[Opening SOURCE DOCUMENT section]

In 2023, several key trends are reshaping healthcare design to make hospitals more patient-centric, sustainable, adaptable, and resilient. These trends are driven by the evolving needs of the healthcare industry and the recognition of the importance of creating environments that support both patient and staff well-being. Here are the key trends outlined in the article:
Fostering Patient and Caregiver Wellness: Healthcare facilities are focusing on creating environments that promote well-being, reduce stress, and enhance the overall patient experience. Design practices that prioritise patient wellness include incorporating natural daylight, softer lighting, Zen spaces, and gardens. These elements have been shown to reduce anxiety in patients and provide a calming effect on staff members. Additionally, staff wellness is being prioritised through the design of spaces where employees can take breaks and recharge, featuring comfortable furnishings, soft colour palettes, and quality acoustics.
Equitable Healthcare: There is an emphasis on making healthcare services accessible to all, including those who rely on public transportation and bilingual services. Designers are engaging in community gathering meetings to understand the unique needs of the populations served by healthcare facilities.
Adaptability and Resilience: The past few years have highlighted the need for healthcare facilities to be adaptable and resilient in the face of unpredictable events, such as global pandemics and extreme weather conditions. Hospitals are incorporating flexible design elements, such as moveable walls and multi-use spaces, to enable seamless transitions between different uses. Strategies like insulating pipes and creating redundant systems are also being implemented to ensure continued operations during electrical grid failures. The use of microgrids and sustainable energy sources helps mitigate risks associated with dependence on conventional power sources.
Sustainability-Driven Design: Healthcare facilities are recognizing the importance of sustainable design to address climate change and reduce energy consumption. Despite initial costs, sustainable design elements are being incorporated into healthcare facilities to save energy and reduce their environmental impact. This includes the use of renewable energy sources, green power, and sourcing local and regional sustainable materials to reduce emissions and air pollutants. Sustainability-driven design aims to create greener healthcare facilities that benefit both people and the planet.
These trends reflect a shift toward more holistic and patient-centred healthcare design, where the physical environment plays a critical role in improving patient outcomes, enhancing staff satisfaction, and contributing to a sustainable future. Healthcare architects and designers are at the forefront of these changes, ensuring that healthcare facilities continue to serve their communities as beacons of hope and quality care.
There are several important trends in behavioural health facility design that prioritise patient well-being, safety, cultural competency, and holistic care. These trends reflect a growing awareness of the significance of the physical environment in supporting mental health and recovery. Here are the key trends discussed:
Autonomy in Design: Behavioural health facilities are increasingly designed to give patients a sense of autonomy and control over their environment. This includes allowing patients to regulate their personal spaces, such as controlling blinds or having private or semi-private rooms. Empowering patients to make choices regarding their surroundings can positively impact their engagement in treatment and reduce stress levels.

[Closing SOURCE DOCUMENT section]

## TASK REQUIREMENTS
**A.** According to the healthcare design article, which flexible design elements are hospitals incorporating?
**B.** Say whether each statement agrees with the healthcare design article, and quote the words that decide it. (i) Sustainable design elements are being added to healthcare facilities despite their initial costs. (ii) Behavioral health facilities are being designed to give patients less control over their surroundings. (iii) Insulating pipes is one strategy for keeping operations going during electrical grid failures.
**C.** List the headings of the key trends that the healthcare design article gives as reshaping hospital design in 2023, leaving out the behavioral health trends.
Rely on the healthcare design article alone, without outside knowledge.

[Opening DATA section]

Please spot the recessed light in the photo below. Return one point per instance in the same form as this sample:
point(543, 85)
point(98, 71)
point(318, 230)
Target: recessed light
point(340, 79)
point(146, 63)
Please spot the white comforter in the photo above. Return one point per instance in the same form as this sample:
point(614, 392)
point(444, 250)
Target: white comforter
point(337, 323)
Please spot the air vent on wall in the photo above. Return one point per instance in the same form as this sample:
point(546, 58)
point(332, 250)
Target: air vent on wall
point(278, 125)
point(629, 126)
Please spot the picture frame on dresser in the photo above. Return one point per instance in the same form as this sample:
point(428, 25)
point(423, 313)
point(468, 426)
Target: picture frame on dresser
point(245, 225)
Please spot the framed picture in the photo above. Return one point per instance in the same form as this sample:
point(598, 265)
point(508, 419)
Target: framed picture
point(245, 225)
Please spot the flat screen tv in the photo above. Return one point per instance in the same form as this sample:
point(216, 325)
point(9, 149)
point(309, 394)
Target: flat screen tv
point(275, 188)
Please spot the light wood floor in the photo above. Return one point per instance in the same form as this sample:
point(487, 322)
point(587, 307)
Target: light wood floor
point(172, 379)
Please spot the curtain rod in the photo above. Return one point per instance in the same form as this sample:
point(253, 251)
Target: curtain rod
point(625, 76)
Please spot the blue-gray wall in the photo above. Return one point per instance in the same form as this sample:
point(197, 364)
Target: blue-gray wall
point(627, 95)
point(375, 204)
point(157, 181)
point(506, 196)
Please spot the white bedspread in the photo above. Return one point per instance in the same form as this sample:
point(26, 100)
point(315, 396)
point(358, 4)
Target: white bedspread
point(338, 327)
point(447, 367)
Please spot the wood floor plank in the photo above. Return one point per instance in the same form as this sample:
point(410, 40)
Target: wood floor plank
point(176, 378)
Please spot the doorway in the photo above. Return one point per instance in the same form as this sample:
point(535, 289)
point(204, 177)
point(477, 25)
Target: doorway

[Closing DATA section]

## ANSWERS TO THE EXERCISE
**A.** Moveable walls and multi-use spaces.

**B.**
(i) Yes: "Despite initial costs, sustainable design elements are being incorporated into healthcare facilities to save energy and reduce their environmental impact."
(ii) No: "Behavioural health facilities are increasingly designed to give patients a sense of autonomy and control over their environment."
(iii) Yes: "Strategies like insulating pipes and creating redundant systems are also being implemented to ensure continued operations during electrical grid failures."

**C.** Fostering Patient and Caregiver Wellness; Equitable Healthcare; Adaptability and Resilience; Sustainability-Driven Design